- _Task details_: Repeat every entry word for word. Images do not belong in the copy.

(Beginning of Dataset entries)

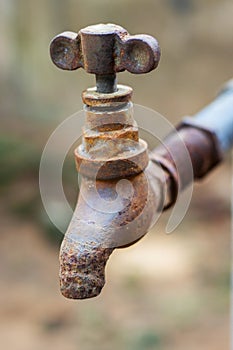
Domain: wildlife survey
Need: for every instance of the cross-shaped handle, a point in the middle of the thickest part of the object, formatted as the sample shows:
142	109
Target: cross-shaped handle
104	50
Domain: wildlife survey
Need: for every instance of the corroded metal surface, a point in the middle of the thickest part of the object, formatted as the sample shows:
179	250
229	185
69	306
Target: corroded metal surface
104	50
95	230
92	97
203	149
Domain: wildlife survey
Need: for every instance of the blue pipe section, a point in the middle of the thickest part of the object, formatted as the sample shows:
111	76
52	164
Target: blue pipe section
218	117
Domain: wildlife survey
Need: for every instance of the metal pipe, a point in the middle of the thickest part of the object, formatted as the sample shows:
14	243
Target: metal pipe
218	117
123	189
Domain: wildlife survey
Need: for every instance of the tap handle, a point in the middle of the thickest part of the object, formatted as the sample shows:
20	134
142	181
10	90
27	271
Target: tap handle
104	50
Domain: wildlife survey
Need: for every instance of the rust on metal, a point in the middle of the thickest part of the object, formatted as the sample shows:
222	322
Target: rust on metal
105	49
91	97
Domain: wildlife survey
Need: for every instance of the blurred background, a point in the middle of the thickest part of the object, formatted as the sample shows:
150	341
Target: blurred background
166	292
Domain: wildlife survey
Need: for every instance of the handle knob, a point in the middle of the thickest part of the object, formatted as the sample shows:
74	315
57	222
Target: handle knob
104	50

(End of Dataset entries)

- _Reply to the task_:
Domain: wildlife survey
Need: for every instance of the cross-shaped handle, a point in the middle of the thickest part of the object, formatted as the sample shows:
142	109
Target: cross-shaped handle
104	50
Domain: wildlife survey
Need: for every instance of the corroded metal surface, a point in the middle of the thickest part of the object, formatted as the sample shows:
179	250
229	185
69	306
Target: corroded metal surface
104	50
95	230
92	97
203	149
Domain: wildlife survey
Need: for every instance of the blue pipe section, a point in the middle of the thickest part of the object, formatted as the sample shows:
111	76
52	164
Target: blue pipe section
218	117
Domain: wildlife survey
Need: for every instance of the metal pipe, a point in the middle of the thickest part of the object, formatted as the sample shows:
14	243
Target: metal pipe
218	117
123	189
Domain: wildlife survey
Need: for every instance of the tap handle, a point in the middle of the thickest part of the object, formatted as the sample shows:
20	134
142	181
10	90
27	271
Target: tap handle
104	50
Domain: wildlife survey
Need: for every instance of the rust on metal, a point in the middle of the thickest part of the object, formatted as the sample shows:
222	322
Target: rust on metal
105	49
91	97
Domain: wildlife survey
Need: for every instance of the blurred background, a point in the middle of the thickest part of the object, formatted as the sample shows:
150	341
Target: blurred background
166	292
Domain: wildlife survey
Need: for every instance of the handle knob, a point in the middle of the thickest part of the object, formatted as the sample shows:
74	315
57	222
Target: handle knob
104	50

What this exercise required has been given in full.